THE PROBLEM ▸ Change "sand" to "gravel" in the entries from the line containing "Request = tag one keypoint per instance of the person" through the end of the entries, inclusive. Copy those lines with nothing else altered.

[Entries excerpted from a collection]
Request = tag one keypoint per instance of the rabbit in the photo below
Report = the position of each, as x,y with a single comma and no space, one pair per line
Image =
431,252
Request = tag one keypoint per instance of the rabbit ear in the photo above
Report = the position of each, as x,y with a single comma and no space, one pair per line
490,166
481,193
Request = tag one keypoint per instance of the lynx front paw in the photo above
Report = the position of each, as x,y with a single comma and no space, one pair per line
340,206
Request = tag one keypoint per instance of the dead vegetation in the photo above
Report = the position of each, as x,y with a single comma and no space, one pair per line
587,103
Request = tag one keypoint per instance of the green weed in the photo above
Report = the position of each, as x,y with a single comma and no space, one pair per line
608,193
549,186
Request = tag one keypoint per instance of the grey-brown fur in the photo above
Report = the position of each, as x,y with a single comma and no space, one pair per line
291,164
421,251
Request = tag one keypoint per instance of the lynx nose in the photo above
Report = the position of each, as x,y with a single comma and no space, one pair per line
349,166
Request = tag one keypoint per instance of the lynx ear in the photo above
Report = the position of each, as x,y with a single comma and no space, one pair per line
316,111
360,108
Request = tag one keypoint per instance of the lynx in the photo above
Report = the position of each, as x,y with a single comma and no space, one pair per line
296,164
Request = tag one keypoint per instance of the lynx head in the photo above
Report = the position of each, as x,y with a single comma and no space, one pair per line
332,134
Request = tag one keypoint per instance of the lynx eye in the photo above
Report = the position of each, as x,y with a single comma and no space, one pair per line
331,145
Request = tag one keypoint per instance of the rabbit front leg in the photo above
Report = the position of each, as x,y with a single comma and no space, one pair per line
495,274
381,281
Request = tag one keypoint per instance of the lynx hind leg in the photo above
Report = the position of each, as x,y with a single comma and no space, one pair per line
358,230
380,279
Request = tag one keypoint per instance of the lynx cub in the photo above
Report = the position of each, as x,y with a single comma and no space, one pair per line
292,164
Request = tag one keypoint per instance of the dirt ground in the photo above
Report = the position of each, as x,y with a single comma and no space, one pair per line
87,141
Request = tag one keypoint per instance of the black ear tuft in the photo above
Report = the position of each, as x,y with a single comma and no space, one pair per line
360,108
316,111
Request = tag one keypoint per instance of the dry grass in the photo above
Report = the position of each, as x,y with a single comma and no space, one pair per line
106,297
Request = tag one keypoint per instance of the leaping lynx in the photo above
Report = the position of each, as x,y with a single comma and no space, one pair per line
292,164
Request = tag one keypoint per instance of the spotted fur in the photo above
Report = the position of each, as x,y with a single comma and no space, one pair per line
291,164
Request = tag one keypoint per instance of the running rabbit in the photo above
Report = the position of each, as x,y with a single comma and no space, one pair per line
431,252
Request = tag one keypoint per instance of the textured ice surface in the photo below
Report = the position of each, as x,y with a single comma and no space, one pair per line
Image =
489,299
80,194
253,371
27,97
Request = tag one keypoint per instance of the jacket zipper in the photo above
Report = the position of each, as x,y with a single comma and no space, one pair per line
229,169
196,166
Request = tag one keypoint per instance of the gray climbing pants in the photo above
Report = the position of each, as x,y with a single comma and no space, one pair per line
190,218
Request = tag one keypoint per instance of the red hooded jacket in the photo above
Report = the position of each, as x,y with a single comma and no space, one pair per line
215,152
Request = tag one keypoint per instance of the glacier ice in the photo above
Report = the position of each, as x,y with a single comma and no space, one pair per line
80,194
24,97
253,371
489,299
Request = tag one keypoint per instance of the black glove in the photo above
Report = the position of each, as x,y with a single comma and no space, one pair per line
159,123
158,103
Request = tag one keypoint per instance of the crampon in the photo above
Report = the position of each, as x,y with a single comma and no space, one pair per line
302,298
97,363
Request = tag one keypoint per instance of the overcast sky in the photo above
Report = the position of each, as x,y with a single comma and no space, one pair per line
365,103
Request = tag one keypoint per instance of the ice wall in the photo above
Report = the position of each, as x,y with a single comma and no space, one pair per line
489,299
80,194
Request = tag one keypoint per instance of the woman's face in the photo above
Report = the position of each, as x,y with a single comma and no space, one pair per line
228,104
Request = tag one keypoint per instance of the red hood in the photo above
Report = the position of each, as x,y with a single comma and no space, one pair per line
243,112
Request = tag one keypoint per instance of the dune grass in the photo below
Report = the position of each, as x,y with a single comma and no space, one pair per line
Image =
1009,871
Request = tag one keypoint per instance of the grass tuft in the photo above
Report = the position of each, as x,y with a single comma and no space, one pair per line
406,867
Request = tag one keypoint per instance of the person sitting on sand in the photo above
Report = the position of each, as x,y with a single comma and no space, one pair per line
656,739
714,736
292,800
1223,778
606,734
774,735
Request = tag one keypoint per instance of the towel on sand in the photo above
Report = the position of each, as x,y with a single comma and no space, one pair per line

WRITTEN RESPONSE ▸
Request = tag one keypoint per instance of the person sitting on gravel in the photo above
Report = the position of each, as x,y with a single comma and no space, one pair per line
656,739
714,736
292,800
1223,778
606,734
774,735
Request = tag one keypoint per instance of the towel on gravel in the photo above
Report = the position of each, as x,y with a single comma and no space, one pair per line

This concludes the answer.